Text excerpt -
Regarding improvements to the steps of K-means, several of recently published articles are summarized next. In [104] two algorithm improvements are proposed: one deals with the outliers and noise data problems, and the other deals with the selection of initial centroids. In [105] two problems are dealt with: the selection of initial centroids and the determination of the number k of clusters. In [106] a new measure of distance or similarity between objects is proposed. In [107] an improvement to the work in [69] is proposed, by defining a new criterion for reducing the processing time of the assignment of objects to clusters. This approach is particularly useful for large instances. In [108] a new stop criterion is proposed, which reduces the number of iterations. In [109] an improvement is proposed for the convergence step of the algorithm aimed at solving large instances. The improvement consists of a new criterion that balances processing time and the quality of the solution. The main idea is to stop the algorithm when the number of objects that change membership is smaller than a threshold.

Recently, in the specialized literature, the parallelization of K-means has been proposed by using MapReduce paradigm [110, 111], which makes possible to process efficiently large instances. In [112] a method is proposed for parallelizing the K-means++ algorithm [45], which has shown good results for obtaining the initial centroids.

In recent years, a trend has been observed for modifying K-means oriented to new applications, in particular, its application to natural language and text processing. In this regard, one of the remarkable works is presented in [113], in which a modification to K-means is proposed for grouping bibliographic citations. Later, in [114] an improvement is proposed to the algorithm in [113], in order to solve recommendation problems. In [115, 116] an improvement to K-means is proposed for the field of natural language.

5. Conclusions

This chapter presents three aspects of the K-means algorithm: (a) the works that originated the family of K-means algorithms, (b) a systematic review on the algorithm improvements up to 2016, and (c) some of the most recent publications that describe the prospective uses of the algorithm.

Regarding the origin of K-means, it is worth mentioning that it is not only an algorithm but a family of algorithms with the same purpose, which were developed independently in the decades of the 1950s and 1960s.

The systematic review process involved accessing four large databases, from which 1125 documents were retrieved. After applying inclusion and exclusion criteria, 79 documents remained.

Next, we will mention the most important observations organized by subjects:

Initialization. Of the four steps of the algorithm, initialization is the step on which the largest number of investigations has focused. The reason for this interest is that the algorithm is highly sensitive to the initial positions of the centroids. Some of the most cited publications are [45, 59].
Classification. Most of the works related to this step aim at reducing the number of calculations of object-centroid distances by applying heuristic methods. Some of the most cited works are [73, 82]. Some promising and recently published articles are [72, 107].
Centroid calculation. No documents were retrieved related to this step.

Questions on the material -
(a) Answer these questions about the K-means text:
(i) How many documents remained after the inclusion and exclusion criteria were applied?
(ii) In which decades was the family of K-means algorithms developed?
(iii) Which step of the algorithm has drawn the largest number of investigations?
(b) According to the conclusions of the K-means text, what three aspects of the algorithm does the chapter present?

(Point-per-instance localization data)
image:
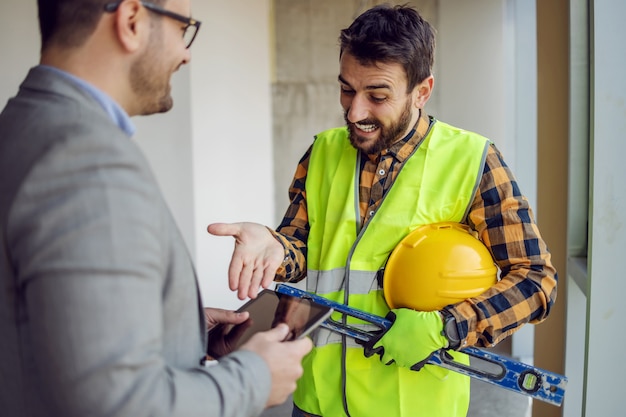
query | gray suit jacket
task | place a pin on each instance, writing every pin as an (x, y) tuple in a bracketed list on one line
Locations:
[(100, 312)]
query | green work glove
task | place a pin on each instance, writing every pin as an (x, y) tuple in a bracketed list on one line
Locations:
[(411, 340)]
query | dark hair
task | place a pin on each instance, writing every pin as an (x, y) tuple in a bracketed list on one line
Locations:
[(69, 23), (392, 34)]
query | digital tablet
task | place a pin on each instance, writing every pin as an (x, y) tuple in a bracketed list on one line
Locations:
[(267, 310)]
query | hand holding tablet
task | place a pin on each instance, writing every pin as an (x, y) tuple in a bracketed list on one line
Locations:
[(267, 311)]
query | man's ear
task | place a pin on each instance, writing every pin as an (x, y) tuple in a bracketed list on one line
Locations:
[(422, 91), (131, 25)]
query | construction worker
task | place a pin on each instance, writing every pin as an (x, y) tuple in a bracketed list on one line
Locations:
[(357, 192)]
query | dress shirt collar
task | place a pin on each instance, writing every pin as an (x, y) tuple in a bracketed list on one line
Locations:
[(117, 114)]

Answers for the tasks -
(a)
(i) 79
(ii) The 1950s and 1960s
(iii) Initialization

(b)
- The works that originated the family of K-means algorithms
- A systematic review on the algorithm improvements up to 2016
- Some of the most recent publications that describe the prospective uses of the algorithm